Exercise goal | From the rows below, take the stretch from the line containing "Note: point to every instance of the grassy" through the line containing "x=945, y=122" and render it as a JSON list of strings, one string per line, omitting any blank lines.

Exercise data |
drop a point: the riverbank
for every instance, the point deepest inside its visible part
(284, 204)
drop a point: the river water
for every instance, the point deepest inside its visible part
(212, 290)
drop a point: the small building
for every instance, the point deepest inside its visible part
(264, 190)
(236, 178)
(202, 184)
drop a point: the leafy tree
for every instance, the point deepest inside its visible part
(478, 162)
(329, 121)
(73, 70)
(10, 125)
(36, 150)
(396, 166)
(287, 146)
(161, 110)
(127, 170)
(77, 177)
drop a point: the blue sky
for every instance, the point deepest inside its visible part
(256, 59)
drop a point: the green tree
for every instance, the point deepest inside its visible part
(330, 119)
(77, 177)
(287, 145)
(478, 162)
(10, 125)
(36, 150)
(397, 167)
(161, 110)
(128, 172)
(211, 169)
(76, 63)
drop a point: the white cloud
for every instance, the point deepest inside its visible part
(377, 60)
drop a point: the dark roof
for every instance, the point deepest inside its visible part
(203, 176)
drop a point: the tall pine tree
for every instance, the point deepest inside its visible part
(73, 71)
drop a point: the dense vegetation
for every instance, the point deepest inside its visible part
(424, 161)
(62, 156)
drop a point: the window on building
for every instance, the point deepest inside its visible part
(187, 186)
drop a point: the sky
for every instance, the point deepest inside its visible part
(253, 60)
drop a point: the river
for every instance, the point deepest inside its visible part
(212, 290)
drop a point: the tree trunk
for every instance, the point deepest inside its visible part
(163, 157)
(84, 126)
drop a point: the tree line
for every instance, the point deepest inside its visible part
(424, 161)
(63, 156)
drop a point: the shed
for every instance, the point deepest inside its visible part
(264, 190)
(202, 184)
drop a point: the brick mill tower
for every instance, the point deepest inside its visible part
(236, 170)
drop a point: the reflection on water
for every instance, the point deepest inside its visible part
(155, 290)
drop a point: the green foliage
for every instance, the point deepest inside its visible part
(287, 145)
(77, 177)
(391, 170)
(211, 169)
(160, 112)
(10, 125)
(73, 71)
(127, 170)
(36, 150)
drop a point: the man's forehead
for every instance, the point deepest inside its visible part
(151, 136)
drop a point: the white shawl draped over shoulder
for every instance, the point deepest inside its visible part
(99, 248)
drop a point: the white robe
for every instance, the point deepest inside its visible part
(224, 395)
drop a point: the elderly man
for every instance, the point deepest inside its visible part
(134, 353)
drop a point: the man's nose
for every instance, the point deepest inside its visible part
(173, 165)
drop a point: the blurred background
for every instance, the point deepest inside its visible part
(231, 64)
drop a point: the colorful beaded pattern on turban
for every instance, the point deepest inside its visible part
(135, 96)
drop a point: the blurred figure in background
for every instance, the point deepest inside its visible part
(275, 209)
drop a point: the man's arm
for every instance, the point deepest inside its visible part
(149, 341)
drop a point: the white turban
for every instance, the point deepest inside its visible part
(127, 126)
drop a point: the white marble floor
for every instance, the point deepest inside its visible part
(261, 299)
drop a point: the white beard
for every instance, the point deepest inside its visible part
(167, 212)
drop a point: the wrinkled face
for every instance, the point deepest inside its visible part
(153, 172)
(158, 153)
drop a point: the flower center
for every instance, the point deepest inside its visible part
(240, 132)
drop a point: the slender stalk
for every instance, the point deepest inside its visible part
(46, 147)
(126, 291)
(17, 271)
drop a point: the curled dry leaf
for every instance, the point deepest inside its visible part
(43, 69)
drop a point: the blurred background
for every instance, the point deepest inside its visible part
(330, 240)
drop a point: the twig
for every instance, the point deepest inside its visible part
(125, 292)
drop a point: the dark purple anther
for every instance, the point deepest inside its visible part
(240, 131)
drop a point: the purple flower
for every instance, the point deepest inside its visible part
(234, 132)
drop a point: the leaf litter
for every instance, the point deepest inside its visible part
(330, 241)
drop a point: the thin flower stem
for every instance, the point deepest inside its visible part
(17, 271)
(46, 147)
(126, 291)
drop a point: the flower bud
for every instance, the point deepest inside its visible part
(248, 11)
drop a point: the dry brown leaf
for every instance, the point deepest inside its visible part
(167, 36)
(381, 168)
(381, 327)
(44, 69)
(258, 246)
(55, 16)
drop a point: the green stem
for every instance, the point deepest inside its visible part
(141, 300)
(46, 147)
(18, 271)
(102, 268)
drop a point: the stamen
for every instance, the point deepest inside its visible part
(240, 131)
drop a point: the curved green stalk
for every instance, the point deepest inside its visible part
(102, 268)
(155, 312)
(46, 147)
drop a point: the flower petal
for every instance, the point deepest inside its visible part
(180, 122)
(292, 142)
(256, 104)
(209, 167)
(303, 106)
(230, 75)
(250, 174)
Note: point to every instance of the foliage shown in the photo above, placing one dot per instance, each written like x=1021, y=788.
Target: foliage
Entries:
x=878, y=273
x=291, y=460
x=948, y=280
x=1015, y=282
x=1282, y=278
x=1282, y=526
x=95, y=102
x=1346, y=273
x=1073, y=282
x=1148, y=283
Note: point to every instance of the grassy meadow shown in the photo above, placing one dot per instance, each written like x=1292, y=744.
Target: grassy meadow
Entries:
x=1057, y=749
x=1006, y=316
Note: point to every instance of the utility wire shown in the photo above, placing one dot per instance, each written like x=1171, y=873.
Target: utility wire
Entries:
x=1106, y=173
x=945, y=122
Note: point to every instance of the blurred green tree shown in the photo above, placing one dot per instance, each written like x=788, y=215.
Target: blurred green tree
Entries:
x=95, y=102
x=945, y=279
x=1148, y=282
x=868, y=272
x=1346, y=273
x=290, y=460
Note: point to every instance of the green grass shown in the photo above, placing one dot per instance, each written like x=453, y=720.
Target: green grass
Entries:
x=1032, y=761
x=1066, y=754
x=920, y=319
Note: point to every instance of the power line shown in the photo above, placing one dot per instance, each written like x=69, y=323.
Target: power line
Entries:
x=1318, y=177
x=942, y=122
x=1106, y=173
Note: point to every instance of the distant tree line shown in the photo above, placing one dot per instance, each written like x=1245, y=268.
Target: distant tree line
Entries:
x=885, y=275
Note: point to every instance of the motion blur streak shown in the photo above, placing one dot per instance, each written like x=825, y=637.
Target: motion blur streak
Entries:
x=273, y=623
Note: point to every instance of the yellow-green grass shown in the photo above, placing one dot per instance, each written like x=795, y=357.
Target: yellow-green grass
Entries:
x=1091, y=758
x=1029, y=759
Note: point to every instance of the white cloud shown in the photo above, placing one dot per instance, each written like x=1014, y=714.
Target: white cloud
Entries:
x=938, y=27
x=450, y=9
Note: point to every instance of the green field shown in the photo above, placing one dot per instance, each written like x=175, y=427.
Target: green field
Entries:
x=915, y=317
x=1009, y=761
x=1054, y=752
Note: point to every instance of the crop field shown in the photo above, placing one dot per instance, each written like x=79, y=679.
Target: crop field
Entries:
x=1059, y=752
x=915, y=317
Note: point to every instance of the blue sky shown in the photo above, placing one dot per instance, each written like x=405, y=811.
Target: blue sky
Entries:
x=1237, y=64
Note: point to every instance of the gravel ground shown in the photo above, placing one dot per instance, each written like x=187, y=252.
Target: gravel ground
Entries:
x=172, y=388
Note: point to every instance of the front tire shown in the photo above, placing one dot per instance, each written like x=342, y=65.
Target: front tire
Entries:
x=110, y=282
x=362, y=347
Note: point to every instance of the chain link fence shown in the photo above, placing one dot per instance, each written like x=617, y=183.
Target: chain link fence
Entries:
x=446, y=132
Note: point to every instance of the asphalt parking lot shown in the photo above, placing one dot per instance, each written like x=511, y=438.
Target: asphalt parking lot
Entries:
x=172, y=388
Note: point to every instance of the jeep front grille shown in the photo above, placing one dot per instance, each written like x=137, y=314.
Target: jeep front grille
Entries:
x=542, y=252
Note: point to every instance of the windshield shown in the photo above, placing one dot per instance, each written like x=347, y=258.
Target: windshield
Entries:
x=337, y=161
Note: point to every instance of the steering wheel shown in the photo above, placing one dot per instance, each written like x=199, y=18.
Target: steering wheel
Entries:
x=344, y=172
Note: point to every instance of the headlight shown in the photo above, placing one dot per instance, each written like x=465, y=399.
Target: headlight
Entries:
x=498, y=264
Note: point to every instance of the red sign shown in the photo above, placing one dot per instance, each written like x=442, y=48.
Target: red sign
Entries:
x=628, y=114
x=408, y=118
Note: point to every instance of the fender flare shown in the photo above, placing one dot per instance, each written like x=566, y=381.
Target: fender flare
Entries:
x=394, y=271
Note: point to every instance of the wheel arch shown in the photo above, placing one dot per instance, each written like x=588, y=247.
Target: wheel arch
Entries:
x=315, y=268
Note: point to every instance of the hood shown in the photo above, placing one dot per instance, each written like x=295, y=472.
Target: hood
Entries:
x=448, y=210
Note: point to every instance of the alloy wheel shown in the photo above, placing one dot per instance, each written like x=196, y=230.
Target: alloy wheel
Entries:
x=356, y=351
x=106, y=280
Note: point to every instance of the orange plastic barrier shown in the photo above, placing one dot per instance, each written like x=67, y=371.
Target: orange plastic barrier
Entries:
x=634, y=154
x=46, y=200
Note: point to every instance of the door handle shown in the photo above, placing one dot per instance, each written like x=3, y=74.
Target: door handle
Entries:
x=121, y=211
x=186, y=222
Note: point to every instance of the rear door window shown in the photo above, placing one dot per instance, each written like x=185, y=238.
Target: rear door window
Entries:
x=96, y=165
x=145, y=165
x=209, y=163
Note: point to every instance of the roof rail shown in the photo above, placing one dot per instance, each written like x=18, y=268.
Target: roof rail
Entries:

Answer for this exercise |
[
  "Note: point to every instance of the grassy meadow shown in the photo above, placing one dot per instance, each written like x=1292, y=744.",
  "Target: grassy meadow",
  "Entries:",
  "x=1057, y=749",
  "x=1006, y=316",
  "Note: point to every instance of the utility wire shown in the photo above, placing one dot per instance, each written like x=1171, y=873.",
  "Target: utility wire",
  "Entries:",
  "x=1106, y=173",
  "x=945, y=122"
]